## [Dataset excerpts]
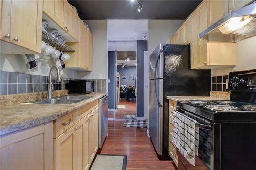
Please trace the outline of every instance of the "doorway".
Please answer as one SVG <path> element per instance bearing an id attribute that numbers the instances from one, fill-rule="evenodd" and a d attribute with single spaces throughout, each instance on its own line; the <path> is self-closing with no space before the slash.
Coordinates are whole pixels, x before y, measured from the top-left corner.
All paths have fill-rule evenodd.
<path id="1" fill-rule="evenodd" d="M 137 51 L 117 51 L 116 119 L 137 119 Z"/>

## [Instruction]
Retype every row above character for character, omitting the picture.

## [Answer to the problem]
Please trace the outline of every instance of the "doorway".
Please answer as one SVG <path> element per instance bearing an id attribute that numbers the instances from one, fill-rule="evenodd" and a d attribute with single spaces throughout, each instance on its own line; the <path> is self-closing with no space before the slash.
Coordinates are whole pixels, x before y, measured from the top-left corner.
All paths have fill-rule evenodd.
<path id="1" fill-rule="evenodd" d="M 137 51 L 117 51 L 116 119 L 137 119 Z"/>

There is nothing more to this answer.